● **Problem details**
Reproduce the items from the beginning through the line containing "x=150 y=389", substituting "leaf stalk" for "green stem" and leaving all else unchanged. Omit the pictures from the reproduction.

● **Task data**
▬▬▬▬▬▬
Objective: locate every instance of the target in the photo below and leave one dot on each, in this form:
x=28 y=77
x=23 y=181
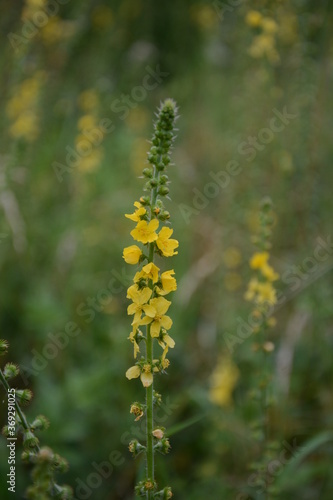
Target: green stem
x=150 y=389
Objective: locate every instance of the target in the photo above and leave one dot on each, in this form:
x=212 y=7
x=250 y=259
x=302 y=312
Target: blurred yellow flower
x=253 y=18
x=232 y=281
x=102 y=16
x=161 y=305
x=232 y=257
x=223 y=381
x=258 y=260
x=169 y=283
x=132 y=254
x=165 y=244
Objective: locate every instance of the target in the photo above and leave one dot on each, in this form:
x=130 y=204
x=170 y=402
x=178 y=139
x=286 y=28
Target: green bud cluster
x=159 y=158
x=44 y=461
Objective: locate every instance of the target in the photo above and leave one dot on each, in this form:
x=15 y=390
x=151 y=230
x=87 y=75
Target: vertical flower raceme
x=149 y=306
x=261 y=292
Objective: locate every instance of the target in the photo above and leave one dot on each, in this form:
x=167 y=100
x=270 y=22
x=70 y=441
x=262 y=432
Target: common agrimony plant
x=45 y=463
x=149 y=307
x=262 y=293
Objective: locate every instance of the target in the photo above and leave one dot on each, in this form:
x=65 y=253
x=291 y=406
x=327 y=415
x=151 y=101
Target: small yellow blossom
x=158 y=433
x=252 y=289
x=165 y=244
x=269 y=272
x=140 y=299
x=137 y=411
x=132 y=254
x=133 y=372
x=259 y=259
x=138 y=213
x=269 y=25
x=253 y=18
x=169 y=283
x=161 y=305
x=145 y=231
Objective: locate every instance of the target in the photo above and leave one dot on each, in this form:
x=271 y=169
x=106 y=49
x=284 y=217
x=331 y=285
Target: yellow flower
x=140 y=299
x=132 y=254
x=164 y=243
x=269 y=273
x=145 y=232
x=169 y=283
x=145 y=375
x=223 y=381
x=132 y=338
x=161 y=305
x=149 y=271
x=259 y=259
x=253 y=18
x=232 y=257
x=138 y=213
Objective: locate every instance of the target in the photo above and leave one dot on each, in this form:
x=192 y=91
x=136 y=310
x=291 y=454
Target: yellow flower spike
x=161 y=305
x=251 y=289
x=258 y=260
x=146 y=376
x=132 y=254
x=145 y=231
x=149 y=271
x=133 y=372
x=148 y=304
x=134 y=342
x=169 y=283
x=253 y=18
x=165 y=244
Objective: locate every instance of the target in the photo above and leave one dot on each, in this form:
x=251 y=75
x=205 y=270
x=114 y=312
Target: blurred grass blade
x=184 y=425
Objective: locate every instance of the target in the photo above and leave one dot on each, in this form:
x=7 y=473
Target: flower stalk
x=149 y=305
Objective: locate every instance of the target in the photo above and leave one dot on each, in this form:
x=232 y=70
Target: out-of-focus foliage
x=253 y=82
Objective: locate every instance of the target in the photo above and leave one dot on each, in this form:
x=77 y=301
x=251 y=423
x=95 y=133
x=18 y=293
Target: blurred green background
x=232 y=66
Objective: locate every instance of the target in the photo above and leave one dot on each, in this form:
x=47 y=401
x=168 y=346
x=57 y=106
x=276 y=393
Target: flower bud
x=135 y=447
x=158 y=433
x=163 y=190
x=11 y=371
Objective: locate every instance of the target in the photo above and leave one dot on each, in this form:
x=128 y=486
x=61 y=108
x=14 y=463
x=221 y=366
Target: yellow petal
x=166 y=322
x=149 y=310
x=133 y=372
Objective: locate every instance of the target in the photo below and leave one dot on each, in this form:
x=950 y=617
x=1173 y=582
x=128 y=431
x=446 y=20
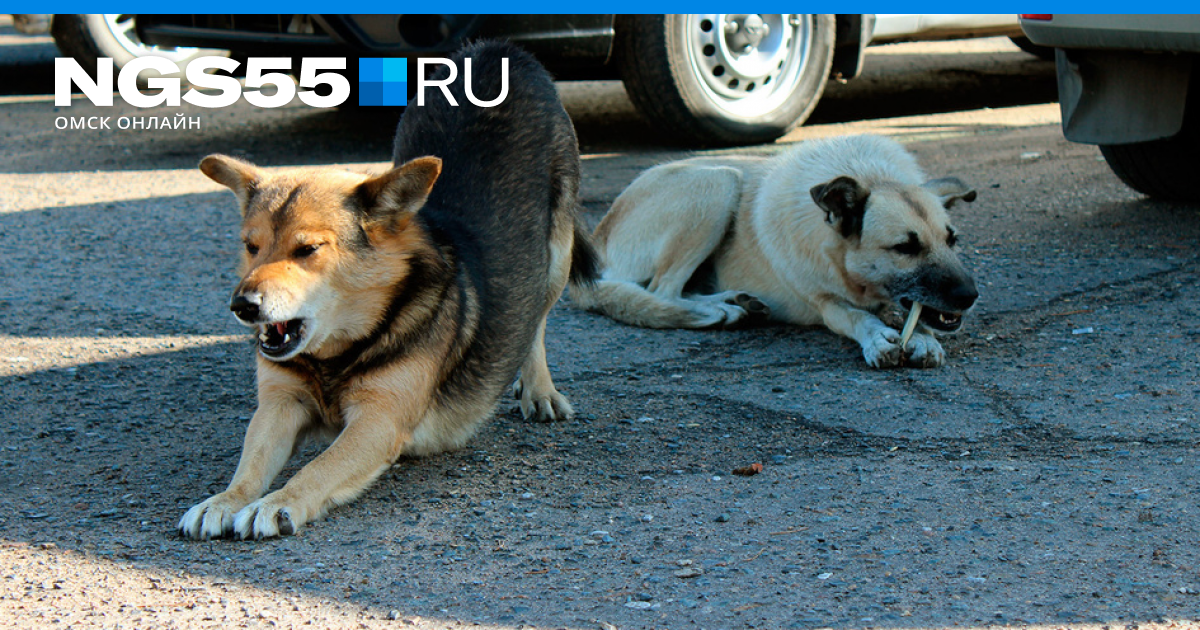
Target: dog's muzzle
x=276 y=340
▬▬▬▬▬▬
● **Output of the exercise**
Objective: locate every instance of the target in the photo below and leave one dot on each, in this form:
x=28 y=77
x=23 y=181
Target: leaf stalk
x=150 y=389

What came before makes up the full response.